Figure 4. Treatment algorithm for patients with post-COVID-19 interstitial lung disease (A). The proportion of patients that belongs to each group is shown in panel (B). CTPA, computed tomography pulmonary angiogram; GGO, ground glass opacities; G6PD, glucose-6-phosphate dehydrogenase; HBV, hepatitis B virus; HCV, hepatitis C virus; HIV, human immunodeficiency virus; MICO, masterful inactivity with cat-like observation; OCS, oral corticosteroids; OP, organizing pneumonia; TMP/SMX, trimethoprim-sulfamethoxazole; TST, tuberculin skin test; 6MWD: 6 min walking distance.
At the time point of the 6-month follow-up visit, 13 patients (5.6%) presented with evidence of both “fibrotic-like” abnormalities and persistently decreased functional indices as shown in Figure 4B. Of note, none of these patients was vaccinated against COVID-19 (0/13, 0%). In these patients, antifibrotics were implemented. Antifibrotics were chosen based on patients’ comorbidities and preferences following discussion for the potential adverse events of each compound (pirfenidone: 10, nintedanib: 3). A statistically significant improvement was observed with regards to ground glass opacities in the follow-up HRCT 6 months after initiation of antifibrotics [25.0 (95% CI: 6.7–27.9) vs. 5.0 (95% CI: 0.5–8.8), p = 0.04]. A trend for improvement of reticular opacities was also observed [8.0 (95% CI: 2.5–15.0) vs. 2.0 (95% CI: 1.0–8.9), p = 0.13]. Patients presented with an improvement (absolute change) of 10.3 (p = 0.01) and 14.6 (p = 0.01) in FVC% predicted at 3 and 6 months after the initiation of antifibrotic (Figure 5A). An absolute change of +8.6 (p = 0.0003) and +15.1 (p = 0.002) was observed with regards to DLCO% predicted (Figure 6A). Subgroup analysis of patients with 1-year follow-up is presented in Figures 5, 6B.

-*-*-

◆ **WHAT THE TASK ASKS**
List every virus spelled out in the abbreviation key of the post-COVID-19 lung disease text, giving each with its abbreviation.

◆ **SUPPLIED DATA**
-*-*-

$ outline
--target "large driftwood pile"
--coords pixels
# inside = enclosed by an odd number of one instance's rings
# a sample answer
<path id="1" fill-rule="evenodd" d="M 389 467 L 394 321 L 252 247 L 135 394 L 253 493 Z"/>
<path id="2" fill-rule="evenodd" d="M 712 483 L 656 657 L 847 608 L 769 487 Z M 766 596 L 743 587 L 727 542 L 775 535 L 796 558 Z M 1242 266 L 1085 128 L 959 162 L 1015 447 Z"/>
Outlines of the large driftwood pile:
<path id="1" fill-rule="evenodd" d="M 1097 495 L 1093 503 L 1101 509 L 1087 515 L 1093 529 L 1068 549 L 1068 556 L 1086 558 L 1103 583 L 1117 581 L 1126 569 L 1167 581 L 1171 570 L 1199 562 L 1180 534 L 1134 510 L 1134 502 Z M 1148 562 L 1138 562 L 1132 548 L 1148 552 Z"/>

-*-*-

◆ **ANSWER**
HBV, hepatitis B virus
HCV, hepatitis C virus
HIV, human immunodeficiency virus